* begin *
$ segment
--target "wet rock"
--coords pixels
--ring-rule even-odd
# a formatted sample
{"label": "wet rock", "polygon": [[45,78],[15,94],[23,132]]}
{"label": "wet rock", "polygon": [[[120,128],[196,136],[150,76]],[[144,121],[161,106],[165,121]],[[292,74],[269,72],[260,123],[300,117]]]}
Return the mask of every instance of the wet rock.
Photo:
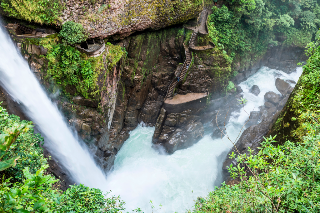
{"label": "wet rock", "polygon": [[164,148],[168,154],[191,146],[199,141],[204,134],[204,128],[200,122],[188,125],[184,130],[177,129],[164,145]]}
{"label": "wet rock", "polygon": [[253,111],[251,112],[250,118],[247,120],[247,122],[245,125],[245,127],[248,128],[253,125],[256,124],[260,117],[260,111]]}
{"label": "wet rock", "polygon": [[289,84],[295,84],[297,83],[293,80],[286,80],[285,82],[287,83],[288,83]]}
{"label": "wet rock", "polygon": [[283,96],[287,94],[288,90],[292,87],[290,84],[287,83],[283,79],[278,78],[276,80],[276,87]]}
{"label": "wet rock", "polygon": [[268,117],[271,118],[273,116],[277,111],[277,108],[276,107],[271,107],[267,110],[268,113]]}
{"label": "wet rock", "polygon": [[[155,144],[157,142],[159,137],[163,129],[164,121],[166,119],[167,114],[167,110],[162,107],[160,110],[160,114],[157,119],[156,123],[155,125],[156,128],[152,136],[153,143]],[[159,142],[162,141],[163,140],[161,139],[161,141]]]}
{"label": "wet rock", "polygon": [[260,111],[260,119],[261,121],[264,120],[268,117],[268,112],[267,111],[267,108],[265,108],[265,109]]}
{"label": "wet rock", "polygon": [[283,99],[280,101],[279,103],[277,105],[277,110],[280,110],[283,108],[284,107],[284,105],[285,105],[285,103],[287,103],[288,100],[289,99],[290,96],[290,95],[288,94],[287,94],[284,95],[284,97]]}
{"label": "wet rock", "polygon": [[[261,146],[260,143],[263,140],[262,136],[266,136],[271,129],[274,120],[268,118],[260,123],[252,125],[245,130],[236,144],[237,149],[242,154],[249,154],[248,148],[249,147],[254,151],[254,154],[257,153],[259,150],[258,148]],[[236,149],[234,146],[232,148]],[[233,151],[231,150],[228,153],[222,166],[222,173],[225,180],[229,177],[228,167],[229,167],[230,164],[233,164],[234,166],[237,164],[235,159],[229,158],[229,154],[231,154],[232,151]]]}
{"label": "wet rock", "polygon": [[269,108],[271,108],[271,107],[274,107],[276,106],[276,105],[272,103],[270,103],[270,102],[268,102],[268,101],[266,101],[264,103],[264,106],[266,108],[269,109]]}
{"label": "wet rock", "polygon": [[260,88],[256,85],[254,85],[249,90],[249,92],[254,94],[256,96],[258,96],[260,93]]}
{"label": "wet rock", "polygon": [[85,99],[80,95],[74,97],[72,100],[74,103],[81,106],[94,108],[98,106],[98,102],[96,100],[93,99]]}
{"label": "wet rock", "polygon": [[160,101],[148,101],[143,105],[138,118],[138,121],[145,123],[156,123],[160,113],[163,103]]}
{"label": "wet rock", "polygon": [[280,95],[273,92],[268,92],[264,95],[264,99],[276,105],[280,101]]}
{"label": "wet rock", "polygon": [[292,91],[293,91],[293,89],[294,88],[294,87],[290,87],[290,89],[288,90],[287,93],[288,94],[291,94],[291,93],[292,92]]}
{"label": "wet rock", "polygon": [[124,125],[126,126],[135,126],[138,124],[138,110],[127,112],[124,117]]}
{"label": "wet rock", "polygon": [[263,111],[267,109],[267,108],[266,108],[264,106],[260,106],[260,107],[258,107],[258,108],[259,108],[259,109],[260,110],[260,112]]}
* end *
**Problem:** Count the lines in the rows above that contain the word "Return" with the same capitalization, and reply with only that number.

**Written answer:** 1